Task material below:

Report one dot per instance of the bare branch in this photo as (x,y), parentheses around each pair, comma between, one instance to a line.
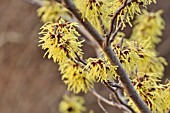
(110,102)
(102,26)
(101,106)
(113,19)
(116,31)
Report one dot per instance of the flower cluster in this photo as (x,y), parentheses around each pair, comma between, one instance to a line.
(154,94)
(128,12)
(52,10)
(137,56)
(72,104)
(93,10)
(60,40)
(100,70)
(148,25)
(75,77)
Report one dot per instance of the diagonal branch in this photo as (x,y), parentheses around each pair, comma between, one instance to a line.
(113,20)
(110,102)
(101,106)
(118,97)
(130,90)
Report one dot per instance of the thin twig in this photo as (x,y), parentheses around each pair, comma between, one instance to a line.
(101,106)
(115,85)
(118,97)
(80,59)
(113,20)
(102,26)
(116,31)
(110,102)
(131,91)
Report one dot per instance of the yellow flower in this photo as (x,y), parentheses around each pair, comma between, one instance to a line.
(60,40)
(99,70)
(75,77)
(72,104)
(92,10)
(148,25)
(156,96)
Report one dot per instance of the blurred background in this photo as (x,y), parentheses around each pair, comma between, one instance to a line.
(31,84)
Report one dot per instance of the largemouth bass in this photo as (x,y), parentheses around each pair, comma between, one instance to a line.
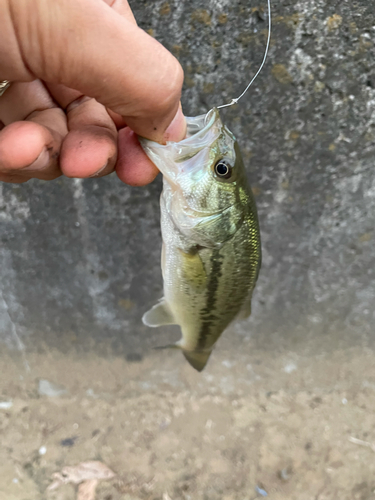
(211,251)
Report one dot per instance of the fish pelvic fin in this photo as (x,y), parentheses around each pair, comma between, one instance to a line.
(197,359)
(159,315)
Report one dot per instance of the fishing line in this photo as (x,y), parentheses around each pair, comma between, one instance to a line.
(235,101)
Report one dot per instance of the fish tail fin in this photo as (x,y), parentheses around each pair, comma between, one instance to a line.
(197,359)
(168,346)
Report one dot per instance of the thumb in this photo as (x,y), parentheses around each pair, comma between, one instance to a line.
(87,46)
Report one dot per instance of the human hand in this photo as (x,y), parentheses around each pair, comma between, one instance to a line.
(125,83)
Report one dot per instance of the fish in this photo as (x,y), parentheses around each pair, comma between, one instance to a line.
(211,252)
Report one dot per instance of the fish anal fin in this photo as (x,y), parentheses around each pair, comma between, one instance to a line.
(159,315)
(197,359)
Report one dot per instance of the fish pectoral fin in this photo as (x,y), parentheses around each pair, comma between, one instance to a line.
(197,359)
(245,311)
(192,269)
(159,315)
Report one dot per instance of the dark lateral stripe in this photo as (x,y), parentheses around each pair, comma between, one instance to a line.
(207,315)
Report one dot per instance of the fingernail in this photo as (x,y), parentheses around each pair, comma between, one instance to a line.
(99,171)
(41,162)
(177,129)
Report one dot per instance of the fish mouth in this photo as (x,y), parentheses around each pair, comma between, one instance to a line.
(202,132)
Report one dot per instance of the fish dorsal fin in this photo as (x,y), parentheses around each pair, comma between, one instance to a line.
(197,359)
(159,315)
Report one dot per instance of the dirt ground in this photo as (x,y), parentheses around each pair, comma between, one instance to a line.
(254,424)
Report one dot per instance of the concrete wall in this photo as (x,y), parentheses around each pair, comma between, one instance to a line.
(80,259)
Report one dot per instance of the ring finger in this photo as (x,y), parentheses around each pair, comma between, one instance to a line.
(34,129)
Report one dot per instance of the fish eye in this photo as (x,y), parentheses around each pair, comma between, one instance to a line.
(223,169)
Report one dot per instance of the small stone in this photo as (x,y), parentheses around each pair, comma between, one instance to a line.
(46,388)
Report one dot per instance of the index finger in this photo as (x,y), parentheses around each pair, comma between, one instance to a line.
(88,46)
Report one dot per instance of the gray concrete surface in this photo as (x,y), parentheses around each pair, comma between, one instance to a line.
(80,259)
(285,406)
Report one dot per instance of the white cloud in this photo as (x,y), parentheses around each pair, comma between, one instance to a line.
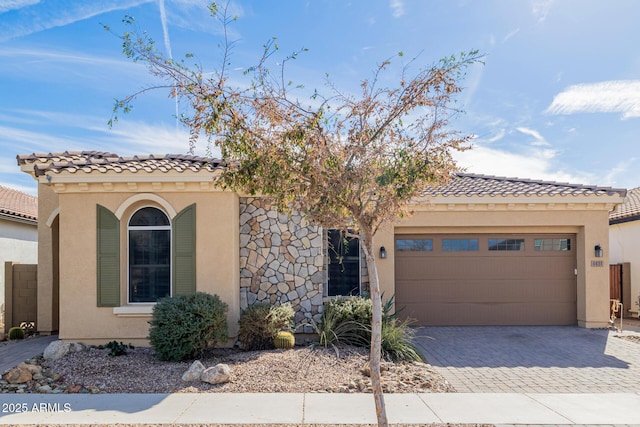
(510,35)
(40,16)
(620,172)
(8,5)
(539,140)
(615,96)
(541,9)
(533,164)
(397,8)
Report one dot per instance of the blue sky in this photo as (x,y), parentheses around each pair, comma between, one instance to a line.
(557,99)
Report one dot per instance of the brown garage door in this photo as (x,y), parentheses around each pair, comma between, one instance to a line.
(486,279)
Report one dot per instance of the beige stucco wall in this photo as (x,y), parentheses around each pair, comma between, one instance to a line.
(18,243)
(588,221)
(47,322)
(624,241)
(216,260)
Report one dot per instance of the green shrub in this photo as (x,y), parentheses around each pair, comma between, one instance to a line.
(16,333)
(397,342)
(348,321)
(183,327)
(284,340)
(261,322)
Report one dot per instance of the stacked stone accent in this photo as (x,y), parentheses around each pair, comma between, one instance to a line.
(281,260)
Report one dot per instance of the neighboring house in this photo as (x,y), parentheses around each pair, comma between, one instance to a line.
(18,235)
(624,239)
(117,233)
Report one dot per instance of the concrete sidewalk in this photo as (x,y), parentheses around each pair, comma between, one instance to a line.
(315,408)
(15,352)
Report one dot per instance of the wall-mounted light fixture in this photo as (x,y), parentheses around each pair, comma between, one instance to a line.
(598,251)
(383,252)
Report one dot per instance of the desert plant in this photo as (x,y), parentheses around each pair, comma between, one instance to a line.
(261,322)
(284,340)
(117,348)
(16,333)
(398,341)
(183,327)
(348,321)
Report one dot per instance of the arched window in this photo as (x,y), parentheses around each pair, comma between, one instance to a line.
(149,235)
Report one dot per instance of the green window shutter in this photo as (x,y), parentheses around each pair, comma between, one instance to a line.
(108,241)
(184,251)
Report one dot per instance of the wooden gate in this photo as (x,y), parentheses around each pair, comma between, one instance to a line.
(615,282)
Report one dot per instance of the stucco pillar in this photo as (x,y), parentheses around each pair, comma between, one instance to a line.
(593,276)
(47,206)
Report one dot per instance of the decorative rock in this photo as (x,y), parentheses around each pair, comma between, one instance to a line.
(194,372)
(218,374)
(18,375)
(58,349)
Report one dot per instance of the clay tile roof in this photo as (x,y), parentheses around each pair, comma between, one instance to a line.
(484,185)
(18,204)
(100,162)
(629,210)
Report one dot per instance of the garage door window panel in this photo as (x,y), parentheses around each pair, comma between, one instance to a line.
(415,245)
(506,244)
(460,245)
(552,244)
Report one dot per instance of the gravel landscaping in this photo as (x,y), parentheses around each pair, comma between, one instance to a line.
(300,370)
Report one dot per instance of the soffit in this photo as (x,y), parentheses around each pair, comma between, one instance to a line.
(17,204)
(629,210)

End of Task material.

* Problem to work on:
Each entry above must be printed exactly, apart from its pictures.

* Solution to the exercise:
Report one dot per instance of the bare branch in this photo as (x,y), parentheses around each pair, comma between, one instance to a line.
(110,102)
(102,26)
(101,106)
(113,19)
(116,31)
Report one dot per instance of the flower cluster in this photo as (x,y), parentheses around each pair, comma between, one instance to a line.
(154,94)
(128,12)
(52,10)
(137,56)
(72,104)
(93,10)
(60,40)
(100,70)
(148,25)
(75,77)
Report one dot per instance of the diagonal branch in this photo as (x,y), parentheses around each pair, comma between, one instance to a line.
(113,20)
(110,102)
(101,106)
(118,97)
(130,90)
Report one dot per instance of the thin twig in this photo as (x,y), parentheses around each pair, comma between, one instance to a line.
(101,106)
(115,85)
(118,97)
(80,59)
(113,20)
(102,26)
(116,31)
(110,102)
(131,91)
Report one dot per instance of the yellow flower in this photo as (x,y), parentheses around each pair, comma between, one instance to a line.
(60,40)
(99,70)
(75,77)
(72,104)
(92,10)
(148,25)
(156,96)
Report one dot per instance of the blurred background in this photo as (x,y), parentheses around each pair, comma between, one instance to a line.
(31,84)
Report one dot per instance of the largemouth bass in this photo as (x,y), parentheses around each pair, comma between, one instance to a line.
(211,251)
Report one dot per instance of the fish pelvic fin in this photo as (x,y), parentheses around each pair, comma between, one instance to a line.
(197,359)
(159,315)
Report one dot per instance of the fishing line in this photo as (x,y), parentheses around each pair, comma between, one instance to a line.
(235,101)
Report one dot per instance of the fish tail fin in this photo as (x,y), parentheses around each pair, comma between, one instance to a line.
(197,359)
(168,346)
Report one dot per instance of the thumb in this photo as (x,y), parentheses around each pair, comma between, one instance to a line.
(87,46)
Report one dot per instance of the human hand in this photo as (x,y), parentheses around each pair, comma between, one instance to a line.
(125,83)
Report one dot per instance of the fish in this photo as (x,y), parentheses around each pair, comma between, one instance to a line.
(211,252)
Report one dot per instance of the fish anal fin in this photo as (x,y), parentheses around each pair, comma between, one instance to a line.
(159,315)
(197,359)
Report one dot per instance of the fish pectoral fin in this photo as (x,y), parentheses around each pair, comma between, one instance to a line.
(197,359)
(245,311)
(192,269)
(159,315)
Report one dot per instance of the dark lateral stripe in this photo as (x,y), parentheses around each pair, comma between, one instance to a line.
(207,315)
Report one dot per instance of the fingernail in this photo as (x,y), parentheses around each pair, comma between, one instance to a line.
(99,171)
(41,162)
(177,129)
Report one dot per instance of the fish mouth in this photo as (x,y), parentheses around each pair, comma between, one instance to a line.
(202,132)
Report one dot per instance of the fish dorsal fin in this photo as (x,y), parentheses around each pair, comma between, one instance to a line.
(197,359)
(159,315)
Report one dot per instance of the dirt ground in this photo as (x,y), parentheses around each pair, comma between, one instance to a line.
(254,424)
Report one dot per instance of the concrete wall in this photo as (x,y), parentheses around each pair, comma between, one instance to a line.
(80,259)
Report one dot per instance of the ring finger in this photo as (x,y), parentheses around each pair, comma between, one instance to a line.
(34,129)
Report one dot per instance of the fish eye in this photo as (x,y), parentheses around each pair, comma between, one instance to a line.
(223,169)
Report one dot per instance of the small stone in this photo as (x,y), parentheses around each pair, comma between, one instance to a line.
(46,388)
Report one dot per instance of the index finger in this photo as (x,y), parentheses around each pair, comma between, one instance to a line.
(88,46)
Report one dot per instance of the gray concrete surface in this photo as (x,y), parentheses around each pair, comma between, one instance to a line.
(80,259)
(285,406)
Report one dot per instance of the white cloud in this photo as (x,y), parentheses around each pair, comma between, one instance to a line.
(510,35)
(40,16)
(620,172)
(8,5)
(539,140)
(615,96)
(541,9)
(533,164)
(397,8)
Report one dot per instance of the blue sky in this photo as (x,y), parentheses around each pair, comma between, one instance to a line.
(557,99)
Report one dot per instance of the brown garage door in this photo as (x,y), parentheses around each pair, comma between, one instance to a line.
(486,279)
Report one dot per instance of the beige stucco wall in this photo as (x,y), parentheses around each pair, comma between, one instance to a line.
(18,243)
(588,221)
(47,322)
(624,241)
(216,260)
Report one dot per instance of the green shrub in this photo as (x,y), parentheses around each pair, comma between, one instance to a line.
(16,333)
(397,342)
(348,321)
(183,327)
(284,340)
(261,322)
Report one dot per instance of the stacked stone accent in this photo as (x,y), parentheses around each pair, comma between, one instance to a line.
(281,260)
Report one dot per instance of the neighboring house in this photo as (x,y), parentheses around each pair, comma between, one instance to a line.
(18,235)
(624,239)
(117,233)
Report one dot per instance of the concrete sidewalk in this photo as (x,y), parentheses around each pair, comma between, one instance to a line.
(315,408)
(15,352)
Report one dot per instance of the wall-mounted light fixture in this photo as (x,y), parentheses around each pair, comma between, one instance to a line.
(598,251)
(383,252)
Report one dot per instance of the desert plant in this photo as (x,y), parentheses around each pair, comma between, one instance to a line.
(261,322)
(284,340)
(117,348)
(16,333)
(398,341)
(183,327)
(348,321)
Report one dot per instance of the arched window in this photo as (x,y), parentheses around each pair, comma between, one instance to a line.
(149,235)
Report one dot per instance of the green window shutter in this photo as (x,y), parentheses around each pair, comma between, one instance to a line.
(108,241)
(184,251)
Report one dot per instance of the wooden gate in this photo as (x,y), parentheses around each pair, comma between, one instance to a line.
(615,282)
Report one dot per instance of the stucco pillar in this photo as (x,y), parentheses around each pair, comma between, one instance to a line.
(593,276)
(47,206)
Report one dot per instance of the decorative rock in this photo as (x,y), parentheses around each pair, comma between, one instance to a line.
(194,372)
(218,374)
(18,375)
(58,349)
Report one dot per instance of the clay tile roof in this photo as (x,y), parentheses around each pair, comma between, one instance to a line.
(484,185)
(18,204)
(100,162)
(629,210)
Report one dot per instance of the garage door window panel in this photo as (x,y), parentheses around each pair, comma between, one instance to a line.
(415,245)
(506,244)
(460,245)
(552,244)
Report one dot per instance of the gravel landscaping in this photo as (x,y), parentheses around each pair, comma between, one instance to a line.
(300,370)
Report one dot per instance of the soffit in this photo as (x,y), parentheses around each pair, comma between, one instance to a line.
(17,204)
(629,210)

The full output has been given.